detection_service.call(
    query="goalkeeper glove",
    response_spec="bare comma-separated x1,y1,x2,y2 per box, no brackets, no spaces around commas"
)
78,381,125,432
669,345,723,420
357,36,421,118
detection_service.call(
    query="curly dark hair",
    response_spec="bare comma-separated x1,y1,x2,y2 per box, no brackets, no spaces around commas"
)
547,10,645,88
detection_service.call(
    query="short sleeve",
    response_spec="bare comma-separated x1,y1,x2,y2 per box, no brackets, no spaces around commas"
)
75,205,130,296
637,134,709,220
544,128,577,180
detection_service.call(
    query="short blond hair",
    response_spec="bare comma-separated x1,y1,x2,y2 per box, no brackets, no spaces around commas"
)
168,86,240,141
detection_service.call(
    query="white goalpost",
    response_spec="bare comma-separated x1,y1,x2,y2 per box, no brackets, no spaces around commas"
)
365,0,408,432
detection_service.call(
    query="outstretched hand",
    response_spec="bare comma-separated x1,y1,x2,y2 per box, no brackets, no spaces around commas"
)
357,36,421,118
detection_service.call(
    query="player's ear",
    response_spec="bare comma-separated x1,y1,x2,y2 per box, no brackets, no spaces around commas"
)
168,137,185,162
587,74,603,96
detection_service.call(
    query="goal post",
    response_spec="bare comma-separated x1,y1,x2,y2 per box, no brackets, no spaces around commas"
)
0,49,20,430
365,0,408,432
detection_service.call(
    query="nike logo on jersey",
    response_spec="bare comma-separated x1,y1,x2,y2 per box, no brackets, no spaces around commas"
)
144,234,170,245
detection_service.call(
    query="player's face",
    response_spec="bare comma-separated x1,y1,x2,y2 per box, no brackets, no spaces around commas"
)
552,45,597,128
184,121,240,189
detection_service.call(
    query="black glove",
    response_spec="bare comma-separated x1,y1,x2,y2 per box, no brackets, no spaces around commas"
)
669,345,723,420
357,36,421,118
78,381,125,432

···

### Instruction
Rewrite the records above, swapping every "detection_service.call" for "vision_api.locate" and leaving all other text as it is.

### Solved problem
vision_api.locate(
    query="goalkeeper glove",
    response_spec="bare comma-separated x1,y1,x2,y2 per box, no brackets, no spaces around commas"
)
78,381,125,432
669,345,723,420
357,36,421,118
vision_api.locate(
    query="curly dark hair",
    response_spec="bare comma-separated x1,y1,x2,y2 per box, no brackets, no spaces around commas"
)
547,10,645,88
vision_api.locate(
    query="short sleeve",
    response_spec="bare comma-separated x1,y1,x2,y2 per box, no brackets, no spaces around commas"
)
75,205,130,296
637,134,709,220
544,128,577,180
vision_api.locate(
    query="short blond hair",
    response_spec="bare comma-separated x1,y1,x2,y2 per box, no brackets, no spaces around commas"
)
168,86,240,141
vision_api.locate(
    query="white goalpost",
    response_spec="bare comma-separated x1,y1,x2,y2 per box, no brackets, no spaces around commas"
)
365,0,408,432
vision_api.locate(
    query="outstretched hand",
    response_spec="bare comma-separated x1,y1,x2,y2 per box, no brackets, no spaces around commas"
)
357,36,421,118
vision_api.locate(
    query="player's ear",
    response_spec="bare comma-separated x1,y1,x2,y2 per box, no brackets, no spaces around commas"
)
168,137,185,162
587,74,603,96
vision_api.locate(
    query="goal post",
    response_spec="bare comma-separated x1,y1,x2,y2 per box, no brackets, no spaces around commas"
)
0,49,20,430
365,0,408,432
vision_api.locate(
    query="nike logo on jersey",
    response_spec="bare comma-separated x1,y1,x2,y2 per box, no brackets, no spaces around commas"
)
144,234,170,245
vision_api.locate(
    query="player's face",
    response_spec="bare comma-separated x1,y1,x2,y2 per box, no brackets, no spaces around commas"
)
552,45,597,128
184,121,240,189
vision_api.locate(
    query="black glove",
    response_spec="bare comma-separated x1,y1,x2,y2 per box, no brackets, no spaces around commas"
)
669,345,723,420
357,36,421,118
78,381,125,432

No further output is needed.